** start Given data **
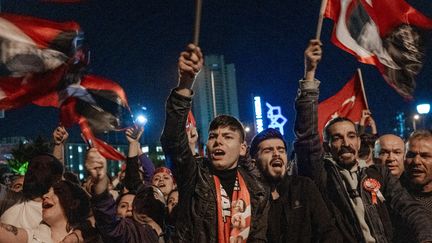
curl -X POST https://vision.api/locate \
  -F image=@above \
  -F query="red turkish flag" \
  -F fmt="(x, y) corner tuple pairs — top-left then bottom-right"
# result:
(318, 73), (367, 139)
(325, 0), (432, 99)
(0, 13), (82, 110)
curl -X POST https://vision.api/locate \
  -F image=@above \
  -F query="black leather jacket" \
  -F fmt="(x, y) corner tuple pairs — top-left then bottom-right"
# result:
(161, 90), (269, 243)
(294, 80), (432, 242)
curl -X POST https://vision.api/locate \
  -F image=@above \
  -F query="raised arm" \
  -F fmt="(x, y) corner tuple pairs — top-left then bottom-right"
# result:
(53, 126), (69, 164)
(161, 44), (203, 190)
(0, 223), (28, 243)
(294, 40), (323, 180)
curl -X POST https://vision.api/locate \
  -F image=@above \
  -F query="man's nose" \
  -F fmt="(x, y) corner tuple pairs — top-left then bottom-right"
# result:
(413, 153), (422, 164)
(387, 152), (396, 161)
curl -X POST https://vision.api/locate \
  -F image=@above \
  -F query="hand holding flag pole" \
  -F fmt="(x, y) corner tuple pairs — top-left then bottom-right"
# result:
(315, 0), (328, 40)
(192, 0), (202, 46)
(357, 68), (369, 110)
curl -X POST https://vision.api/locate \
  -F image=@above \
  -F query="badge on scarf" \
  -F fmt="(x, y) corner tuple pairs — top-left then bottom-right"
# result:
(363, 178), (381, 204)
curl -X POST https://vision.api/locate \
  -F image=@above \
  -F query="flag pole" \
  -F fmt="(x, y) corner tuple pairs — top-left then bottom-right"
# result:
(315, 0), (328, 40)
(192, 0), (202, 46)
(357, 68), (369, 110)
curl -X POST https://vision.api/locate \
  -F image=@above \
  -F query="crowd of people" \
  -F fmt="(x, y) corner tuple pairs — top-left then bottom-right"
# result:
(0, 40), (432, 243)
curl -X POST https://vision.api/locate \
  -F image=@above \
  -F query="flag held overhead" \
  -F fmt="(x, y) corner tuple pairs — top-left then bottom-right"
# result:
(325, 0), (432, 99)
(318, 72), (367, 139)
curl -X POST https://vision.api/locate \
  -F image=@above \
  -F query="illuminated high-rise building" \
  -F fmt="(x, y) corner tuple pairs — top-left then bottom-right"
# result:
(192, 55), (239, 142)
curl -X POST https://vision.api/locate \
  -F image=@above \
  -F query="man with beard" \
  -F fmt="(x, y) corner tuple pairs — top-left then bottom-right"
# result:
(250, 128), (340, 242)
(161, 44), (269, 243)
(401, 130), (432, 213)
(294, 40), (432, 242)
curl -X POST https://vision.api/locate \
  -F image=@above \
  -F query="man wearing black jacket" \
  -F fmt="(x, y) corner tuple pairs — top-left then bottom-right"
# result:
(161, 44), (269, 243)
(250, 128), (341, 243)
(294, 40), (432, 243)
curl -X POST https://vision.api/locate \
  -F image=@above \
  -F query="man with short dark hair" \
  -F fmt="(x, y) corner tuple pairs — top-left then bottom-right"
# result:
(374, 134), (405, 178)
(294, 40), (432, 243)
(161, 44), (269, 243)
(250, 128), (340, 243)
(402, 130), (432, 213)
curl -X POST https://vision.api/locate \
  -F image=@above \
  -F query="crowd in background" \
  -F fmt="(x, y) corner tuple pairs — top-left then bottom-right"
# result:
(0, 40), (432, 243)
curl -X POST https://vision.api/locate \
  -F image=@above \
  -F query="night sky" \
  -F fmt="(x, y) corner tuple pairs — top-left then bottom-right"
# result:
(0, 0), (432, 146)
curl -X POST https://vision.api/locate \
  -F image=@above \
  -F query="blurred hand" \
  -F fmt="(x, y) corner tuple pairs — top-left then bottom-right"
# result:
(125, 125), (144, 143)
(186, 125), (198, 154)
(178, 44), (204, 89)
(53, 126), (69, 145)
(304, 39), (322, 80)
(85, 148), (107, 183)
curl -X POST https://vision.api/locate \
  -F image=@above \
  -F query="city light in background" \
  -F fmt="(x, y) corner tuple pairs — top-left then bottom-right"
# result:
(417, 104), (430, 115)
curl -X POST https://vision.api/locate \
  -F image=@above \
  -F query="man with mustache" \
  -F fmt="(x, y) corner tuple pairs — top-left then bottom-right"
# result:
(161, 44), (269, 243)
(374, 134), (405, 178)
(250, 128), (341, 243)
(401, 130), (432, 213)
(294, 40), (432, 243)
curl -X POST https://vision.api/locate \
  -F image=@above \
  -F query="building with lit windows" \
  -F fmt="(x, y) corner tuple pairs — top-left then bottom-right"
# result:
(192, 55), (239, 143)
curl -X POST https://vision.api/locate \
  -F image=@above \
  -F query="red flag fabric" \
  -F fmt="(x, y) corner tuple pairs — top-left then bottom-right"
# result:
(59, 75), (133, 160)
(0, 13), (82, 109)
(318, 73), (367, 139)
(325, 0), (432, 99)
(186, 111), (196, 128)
** end Given data **
** start Given data **
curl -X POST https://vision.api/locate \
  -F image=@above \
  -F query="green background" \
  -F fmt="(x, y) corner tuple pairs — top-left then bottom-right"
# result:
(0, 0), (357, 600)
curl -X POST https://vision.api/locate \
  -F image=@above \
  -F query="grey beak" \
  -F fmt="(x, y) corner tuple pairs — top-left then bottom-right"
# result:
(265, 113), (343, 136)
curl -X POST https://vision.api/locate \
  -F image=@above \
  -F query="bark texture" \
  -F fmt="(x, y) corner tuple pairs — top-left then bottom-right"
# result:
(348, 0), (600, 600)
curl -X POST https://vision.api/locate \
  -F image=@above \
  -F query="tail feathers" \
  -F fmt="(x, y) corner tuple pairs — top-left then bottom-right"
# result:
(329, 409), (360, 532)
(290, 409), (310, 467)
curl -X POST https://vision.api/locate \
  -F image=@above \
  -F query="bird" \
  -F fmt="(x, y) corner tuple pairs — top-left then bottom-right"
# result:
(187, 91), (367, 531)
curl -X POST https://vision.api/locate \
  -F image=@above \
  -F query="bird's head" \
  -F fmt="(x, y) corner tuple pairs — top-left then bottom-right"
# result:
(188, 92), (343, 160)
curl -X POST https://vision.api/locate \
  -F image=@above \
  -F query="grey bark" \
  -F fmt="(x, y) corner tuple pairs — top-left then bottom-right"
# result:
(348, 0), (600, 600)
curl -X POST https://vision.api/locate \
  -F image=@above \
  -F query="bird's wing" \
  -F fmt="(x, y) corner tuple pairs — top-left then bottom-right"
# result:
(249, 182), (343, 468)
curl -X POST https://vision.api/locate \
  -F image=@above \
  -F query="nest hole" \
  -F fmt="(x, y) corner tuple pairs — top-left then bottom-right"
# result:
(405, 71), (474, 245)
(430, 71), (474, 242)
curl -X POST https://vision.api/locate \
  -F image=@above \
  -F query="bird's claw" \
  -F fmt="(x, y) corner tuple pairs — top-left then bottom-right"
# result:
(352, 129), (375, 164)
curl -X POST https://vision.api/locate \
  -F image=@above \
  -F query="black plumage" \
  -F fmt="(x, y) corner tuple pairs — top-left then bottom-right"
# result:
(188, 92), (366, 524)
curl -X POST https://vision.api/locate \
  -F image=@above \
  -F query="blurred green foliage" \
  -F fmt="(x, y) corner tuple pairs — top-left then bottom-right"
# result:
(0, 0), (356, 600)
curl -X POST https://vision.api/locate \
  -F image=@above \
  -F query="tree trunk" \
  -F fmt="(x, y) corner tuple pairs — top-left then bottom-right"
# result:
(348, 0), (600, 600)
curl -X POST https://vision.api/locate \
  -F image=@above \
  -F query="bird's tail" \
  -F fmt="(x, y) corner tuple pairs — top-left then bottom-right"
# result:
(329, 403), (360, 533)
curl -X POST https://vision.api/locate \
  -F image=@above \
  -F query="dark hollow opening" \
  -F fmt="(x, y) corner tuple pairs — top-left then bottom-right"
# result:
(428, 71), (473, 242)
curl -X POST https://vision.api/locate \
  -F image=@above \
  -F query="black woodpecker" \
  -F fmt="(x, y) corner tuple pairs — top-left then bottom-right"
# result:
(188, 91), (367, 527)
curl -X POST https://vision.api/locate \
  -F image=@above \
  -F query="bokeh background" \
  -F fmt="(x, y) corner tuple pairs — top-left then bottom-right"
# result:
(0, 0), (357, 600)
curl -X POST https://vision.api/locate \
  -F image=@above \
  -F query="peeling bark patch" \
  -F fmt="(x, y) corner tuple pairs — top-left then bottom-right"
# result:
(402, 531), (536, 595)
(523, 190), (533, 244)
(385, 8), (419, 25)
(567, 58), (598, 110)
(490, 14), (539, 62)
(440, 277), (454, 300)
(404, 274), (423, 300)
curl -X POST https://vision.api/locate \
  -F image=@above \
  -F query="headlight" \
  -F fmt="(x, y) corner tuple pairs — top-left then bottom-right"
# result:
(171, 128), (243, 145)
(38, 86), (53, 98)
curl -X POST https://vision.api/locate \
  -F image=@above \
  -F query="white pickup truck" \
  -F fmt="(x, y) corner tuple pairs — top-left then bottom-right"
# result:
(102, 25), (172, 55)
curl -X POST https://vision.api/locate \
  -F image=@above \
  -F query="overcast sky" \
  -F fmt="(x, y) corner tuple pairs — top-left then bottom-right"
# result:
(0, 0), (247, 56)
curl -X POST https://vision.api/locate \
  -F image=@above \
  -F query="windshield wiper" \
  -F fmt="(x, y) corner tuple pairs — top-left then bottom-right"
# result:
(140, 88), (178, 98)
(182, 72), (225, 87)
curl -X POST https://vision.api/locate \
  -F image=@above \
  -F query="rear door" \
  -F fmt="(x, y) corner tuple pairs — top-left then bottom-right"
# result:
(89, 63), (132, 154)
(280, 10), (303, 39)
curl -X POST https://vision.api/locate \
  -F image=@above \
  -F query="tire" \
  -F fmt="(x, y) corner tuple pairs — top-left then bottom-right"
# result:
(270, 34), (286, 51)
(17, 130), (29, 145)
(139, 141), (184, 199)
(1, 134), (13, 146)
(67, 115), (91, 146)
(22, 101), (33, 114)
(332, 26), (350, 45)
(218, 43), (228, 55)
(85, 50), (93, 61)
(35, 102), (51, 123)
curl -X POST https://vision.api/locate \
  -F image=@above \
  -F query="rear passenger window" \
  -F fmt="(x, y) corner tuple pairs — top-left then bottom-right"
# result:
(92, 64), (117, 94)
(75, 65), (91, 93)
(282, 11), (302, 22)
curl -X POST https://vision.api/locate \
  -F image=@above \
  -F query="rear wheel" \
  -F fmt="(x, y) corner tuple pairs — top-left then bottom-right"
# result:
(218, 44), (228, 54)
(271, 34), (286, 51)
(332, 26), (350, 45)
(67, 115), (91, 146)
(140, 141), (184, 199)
** end Given data **
** start Given data **
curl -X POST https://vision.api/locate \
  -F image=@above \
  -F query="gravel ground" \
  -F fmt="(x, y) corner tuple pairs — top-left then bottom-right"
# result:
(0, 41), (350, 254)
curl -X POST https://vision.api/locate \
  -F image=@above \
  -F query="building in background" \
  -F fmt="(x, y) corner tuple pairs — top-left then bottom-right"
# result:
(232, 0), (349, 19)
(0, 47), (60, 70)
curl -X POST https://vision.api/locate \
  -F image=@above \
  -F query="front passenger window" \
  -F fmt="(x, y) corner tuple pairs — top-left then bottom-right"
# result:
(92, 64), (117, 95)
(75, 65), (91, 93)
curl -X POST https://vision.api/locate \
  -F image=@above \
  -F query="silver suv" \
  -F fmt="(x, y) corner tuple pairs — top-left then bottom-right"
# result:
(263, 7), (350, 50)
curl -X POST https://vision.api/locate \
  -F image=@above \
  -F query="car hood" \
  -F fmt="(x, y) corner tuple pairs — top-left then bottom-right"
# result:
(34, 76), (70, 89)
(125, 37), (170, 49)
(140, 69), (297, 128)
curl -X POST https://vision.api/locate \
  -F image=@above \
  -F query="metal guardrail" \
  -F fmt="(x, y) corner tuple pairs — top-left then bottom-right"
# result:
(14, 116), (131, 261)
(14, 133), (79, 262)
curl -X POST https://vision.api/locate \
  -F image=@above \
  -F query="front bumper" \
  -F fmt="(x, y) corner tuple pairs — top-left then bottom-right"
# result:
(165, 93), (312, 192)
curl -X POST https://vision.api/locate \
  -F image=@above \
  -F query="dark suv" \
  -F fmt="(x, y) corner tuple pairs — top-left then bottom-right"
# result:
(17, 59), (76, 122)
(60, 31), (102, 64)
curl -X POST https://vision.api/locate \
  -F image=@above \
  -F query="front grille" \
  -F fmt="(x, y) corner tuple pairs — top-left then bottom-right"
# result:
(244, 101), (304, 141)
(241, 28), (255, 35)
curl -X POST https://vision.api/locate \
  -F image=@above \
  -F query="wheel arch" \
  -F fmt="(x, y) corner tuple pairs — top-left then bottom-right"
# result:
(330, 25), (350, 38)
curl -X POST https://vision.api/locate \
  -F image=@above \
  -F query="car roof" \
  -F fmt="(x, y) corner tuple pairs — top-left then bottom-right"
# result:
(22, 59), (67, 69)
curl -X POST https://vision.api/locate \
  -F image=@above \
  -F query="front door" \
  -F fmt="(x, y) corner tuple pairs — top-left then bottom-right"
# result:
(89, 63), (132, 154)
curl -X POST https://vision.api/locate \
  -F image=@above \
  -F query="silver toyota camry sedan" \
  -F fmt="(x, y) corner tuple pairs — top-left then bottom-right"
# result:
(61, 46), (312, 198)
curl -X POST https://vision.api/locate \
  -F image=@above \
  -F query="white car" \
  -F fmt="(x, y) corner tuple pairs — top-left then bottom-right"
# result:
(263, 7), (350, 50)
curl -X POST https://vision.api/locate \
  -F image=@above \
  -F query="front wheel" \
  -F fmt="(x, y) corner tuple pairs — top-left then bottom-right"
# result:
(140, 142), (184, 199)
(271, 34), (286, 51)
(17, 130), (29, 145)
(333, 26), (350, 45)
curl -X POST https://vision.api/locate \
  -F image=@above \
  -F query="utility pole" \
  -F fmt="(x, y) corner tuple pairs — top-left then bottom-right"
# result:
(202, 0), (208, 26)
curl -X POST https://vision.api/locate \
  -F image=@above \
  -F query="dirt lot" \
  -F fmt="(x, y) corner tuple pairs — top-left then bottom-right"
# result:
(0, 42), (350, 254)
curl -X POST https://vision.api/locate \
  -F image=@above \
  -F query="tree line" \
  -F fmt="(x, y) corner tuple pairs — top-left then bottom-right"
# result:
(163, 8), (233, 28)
** end Given data **
* **Task to carry out**: Please pick out every line of the material above that contains the word "rear" and copy those lines.

* **Result below**:
  -F query="rear door" \
  -F query="rear passenger window" \
  -F query="rear wheel" \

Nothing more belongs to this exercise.